Decide whether each statement below agrees with the Bollinger Band swing trading text, answering yes or no and quoting the deciding words. 1. The author sells part of a position when a stock reaches the upper Bollinger Band. 2. The text calls Bollinger Bands the definitive measure of when a stock will turn around. 3. The author is mainly a short-term trader.

> PAGE EXTRACT:
--- start ---

Bollinger Band Swing Trading Strategy

Bollinger Band Swing Trading Strategy

Fine-tune your swing trading strategy with the use of Bollinger Bands…

A Bollinger Band Swing Trading Strategy can help you improve your swing trading results. So in this short blog post I’ll share with you how I incorporate Bollinger Band analysis into my swing trading strategy. And my hope is…

After you read this post you’ll be able to use this Bollinger band swing trading strategy yourself to improve your own returns. Just keep in mind: While Bollinger bands can be very helpful for swing trading strategy, they are only one component of even the simple trading plan.

Now let’s get into it…

Why Bollinger Bands Help With Swing Trading Strategy:

Bollinger Bands can be helpful to your swing trading strategy because they are an objective technical measure of when a stock is overbought or oversold. And while Bollinger bands aren’t the definitive measure of when a stock will turn around, they can definitely indicate mean reversion. And that’s a big part of what swing trading strategy is all about, right?

Now keep in mind:

I am predominantly a long term investor who uses swing trading strategy to improve returns. So the following is applied to stocks that I have a longer-term bullish conviction on. You could use the same strategy (just inverted) if you were bearish on a stock. I just think it’s important you realize Bollinger Band Strategy works best when it’s combined with a fundamental position on a stock which gives you conviction. So…

Here’s how I use Bollinger Bands to improve my Swing Trading Strategy:

3 Ways to Use Bollinger Bands in Swing Trading:

(1) Sell at The Upper Bollinger Band: When stock prices reach the upper Bollinger Band, this is often a sign that they are overbought or becoming extended in the short term. To reduce draw-downs in my account and realize capital gains, I like to sell 1/4 or 1/3 of my stock position when it reaches the upper Bollinger band. Then I watch to see if the stock consolidates sideways or pulls back and time my next entry accordingly…

(2) Buy at The Lower Bollinger Band: When stock prices reach the lower Bollinger Band, this is often a sign that stocks are oversold or becoming extended to the downside. To compound gains I usually try to buy 1/4 or 1/3 positions in stocks when they are at the bottom of their Bollinger Band. I also usually look for Bollinger Bands to coincide with support or other oversold indicators. When stocks are at their bottom Bollinger Band and they are at strong support trend lines you can usually get a good entry for a short to medium-term swing trade.

--- end ---

[Records from a point-labeling set]
--- start ---

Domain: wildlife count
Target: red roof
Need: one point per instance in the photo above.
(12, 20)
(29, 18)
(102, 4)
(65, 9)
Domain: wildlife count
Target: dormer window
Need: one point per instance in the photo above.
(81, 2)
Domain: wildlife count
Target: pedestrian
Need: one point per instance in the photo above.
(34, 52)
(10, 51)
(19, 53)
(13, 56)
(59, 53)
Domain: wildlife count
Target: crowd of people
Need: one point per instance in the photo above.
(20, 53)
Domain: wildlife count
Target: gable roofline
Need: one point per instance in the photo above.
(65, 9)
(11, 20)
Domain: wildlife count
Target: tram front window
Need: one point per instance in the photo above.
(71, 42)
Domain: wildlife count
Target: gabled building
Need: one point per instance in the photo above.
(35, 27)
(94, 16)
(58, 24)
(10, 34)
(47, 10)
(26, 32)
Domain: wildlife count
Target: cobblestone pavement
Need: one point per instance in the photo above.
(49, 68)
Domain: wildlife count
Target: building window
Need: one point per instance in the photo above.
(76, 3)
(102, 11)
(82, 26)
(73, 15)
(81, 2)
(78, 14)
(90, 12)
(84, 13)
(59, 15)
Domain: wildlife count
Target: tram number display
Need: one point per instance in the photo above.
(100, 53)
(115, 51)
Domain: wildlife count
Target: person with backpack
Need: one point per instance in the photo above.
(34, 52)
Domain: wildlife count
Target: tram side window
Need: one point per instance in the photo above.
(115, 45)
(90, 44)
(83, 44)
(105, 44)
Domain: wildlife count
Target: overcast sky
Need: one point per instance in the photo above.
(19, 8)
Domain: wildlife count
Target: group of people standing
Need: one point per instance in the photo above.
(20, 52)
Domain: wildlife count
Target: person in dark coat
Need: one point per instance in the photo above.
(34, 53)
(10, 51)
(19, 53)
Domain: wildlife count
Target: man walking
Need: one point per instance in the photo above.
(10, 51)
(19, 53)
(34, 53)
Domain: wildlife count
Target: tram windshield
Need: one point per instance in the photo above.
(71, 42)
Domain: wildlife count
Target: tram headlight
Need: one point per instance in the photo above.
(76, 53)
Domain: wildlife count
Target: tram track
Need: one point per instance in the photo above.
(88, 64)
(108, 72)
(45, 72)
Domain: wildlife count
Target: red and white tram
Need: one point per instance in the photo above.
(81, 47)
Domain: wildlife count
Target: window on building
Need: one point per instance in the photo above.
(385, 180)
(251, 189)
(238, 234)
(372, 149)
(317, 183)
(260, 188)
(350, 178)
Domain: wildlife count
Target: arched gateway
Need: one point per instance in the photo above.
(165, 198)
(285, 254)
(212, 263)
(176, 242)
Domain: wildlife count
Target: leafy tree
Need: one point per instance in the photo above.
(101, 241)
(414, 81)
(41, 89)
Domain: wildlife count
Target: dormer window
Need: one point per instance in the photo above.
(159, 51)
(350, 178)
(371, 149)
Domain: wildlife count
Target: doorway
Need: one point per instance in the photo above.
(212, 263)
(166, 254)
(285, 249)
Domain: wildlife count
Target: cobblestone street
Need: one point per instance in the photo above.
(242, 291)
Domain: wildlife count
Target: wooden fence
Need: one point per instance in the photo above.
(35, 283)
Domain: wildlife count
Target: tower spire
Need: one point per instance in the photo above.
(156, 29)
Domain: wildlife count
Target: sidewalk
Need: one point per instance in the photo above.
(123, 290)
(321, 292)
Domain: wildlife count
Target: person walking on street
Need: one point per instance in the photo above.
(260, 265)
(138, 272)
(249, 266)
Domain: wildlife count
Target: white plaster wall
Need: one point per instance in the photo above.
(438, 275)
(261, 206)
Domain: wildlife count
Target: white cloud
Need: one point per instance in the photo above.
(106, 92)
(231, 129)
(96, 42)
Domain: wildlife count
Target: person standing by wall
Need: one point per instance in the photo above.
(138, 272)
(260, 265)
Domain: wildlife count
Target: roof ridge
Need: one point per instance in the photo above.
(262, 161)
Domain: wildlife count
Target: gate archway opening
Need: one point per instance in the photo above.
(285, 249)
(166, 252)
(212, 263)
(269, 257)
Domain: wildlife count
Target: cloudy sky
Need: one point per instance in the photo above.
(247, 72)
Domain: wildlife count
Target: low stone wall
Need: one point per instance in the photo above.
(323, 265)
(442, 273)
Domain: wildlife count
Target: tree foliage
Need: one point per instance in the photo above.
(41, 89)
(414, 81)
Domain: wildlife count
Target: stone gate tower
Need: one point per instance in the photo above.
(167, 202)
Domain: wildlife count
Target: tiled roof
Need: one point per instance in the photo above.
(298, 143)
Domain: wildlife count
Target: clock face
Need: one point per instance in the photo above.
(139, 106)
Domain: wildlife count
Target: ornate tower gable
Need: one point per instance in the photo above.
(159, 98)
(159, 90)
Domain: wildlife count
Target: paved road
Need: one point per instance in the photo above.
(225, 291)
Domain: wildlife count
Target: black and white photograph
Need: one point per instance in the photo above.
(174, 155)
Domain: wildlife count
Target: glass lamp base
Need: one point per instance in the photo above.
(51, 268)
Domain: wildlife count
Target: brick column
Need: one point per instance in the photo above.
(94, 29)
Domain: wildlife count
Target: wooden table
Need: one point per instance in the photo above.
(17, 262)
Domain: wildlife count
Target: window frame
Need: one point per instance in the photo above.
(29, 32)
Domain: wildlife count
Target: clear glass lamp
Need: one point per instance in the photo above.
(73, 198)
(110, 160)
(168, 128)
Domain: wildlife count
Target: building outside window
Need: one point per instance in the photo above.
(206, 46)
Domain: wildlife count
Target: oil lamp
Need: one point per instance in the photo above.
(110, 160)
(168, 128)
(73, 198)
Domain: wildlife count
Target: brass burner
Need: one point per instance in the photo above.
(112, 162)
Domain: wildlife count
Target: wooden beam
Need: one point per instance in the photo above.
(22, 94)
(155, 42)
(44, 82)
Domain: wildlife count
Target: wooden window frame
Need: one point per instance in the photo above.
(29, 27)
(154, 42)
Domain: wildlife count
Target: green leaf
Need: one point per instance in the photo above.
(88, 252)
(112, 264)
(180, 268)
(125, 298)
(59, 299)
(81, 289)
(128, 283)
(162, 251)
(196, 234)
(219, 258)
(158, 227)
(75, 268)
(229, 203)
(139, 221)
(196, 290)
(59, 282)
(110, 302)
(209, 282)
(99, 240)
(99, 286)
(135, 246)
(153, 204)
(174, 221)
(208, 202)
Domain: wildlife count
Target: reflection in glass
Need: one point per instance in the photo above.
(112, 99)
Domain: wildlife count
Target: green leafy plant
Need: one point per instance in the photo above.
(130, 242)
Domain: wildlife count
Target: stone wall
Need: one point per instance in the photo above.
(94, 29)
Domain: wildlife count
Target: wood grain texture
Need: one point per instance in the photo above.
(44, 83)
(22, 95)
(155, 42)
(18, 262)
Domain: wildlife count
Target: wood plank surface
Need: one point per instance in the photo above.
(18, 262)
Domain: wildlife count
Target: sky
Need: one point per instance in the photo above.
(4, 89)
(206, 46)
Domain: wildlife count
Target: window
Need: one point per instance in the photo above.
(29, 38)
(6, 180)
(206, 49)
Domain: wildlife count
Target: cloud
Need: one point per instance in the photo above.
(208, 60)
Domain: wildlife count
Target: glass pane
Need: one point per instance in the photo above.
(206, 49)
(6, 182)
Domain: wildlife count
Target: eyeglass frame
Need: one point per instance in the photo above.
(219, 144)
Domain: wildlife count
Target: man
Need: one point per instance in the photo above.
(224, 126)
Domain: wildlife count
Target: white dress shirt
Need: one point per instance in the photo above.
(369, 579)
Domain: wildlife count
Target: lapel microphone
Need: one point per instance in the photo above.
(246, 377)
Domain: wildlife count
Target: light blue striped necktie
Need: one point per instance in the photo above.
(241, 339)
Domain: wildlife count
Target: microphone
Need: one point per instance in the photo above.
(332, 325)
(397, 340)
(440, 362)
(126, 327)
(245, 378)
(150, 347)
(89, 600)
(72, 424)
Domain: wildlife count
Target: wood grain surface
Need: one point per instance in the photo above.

--- end ---

> EXERCISE OUTPUT:
1. Yes: "I like to sell 1/4 or 1/3 of my stock position when it reaches the upper Bollinger band."
2. No: "Bollinger bands aren’t the definitive measure of when a stock will turn around"
3. No: "I am predominantly a long term investor who uses swing trading strategy to improve returns."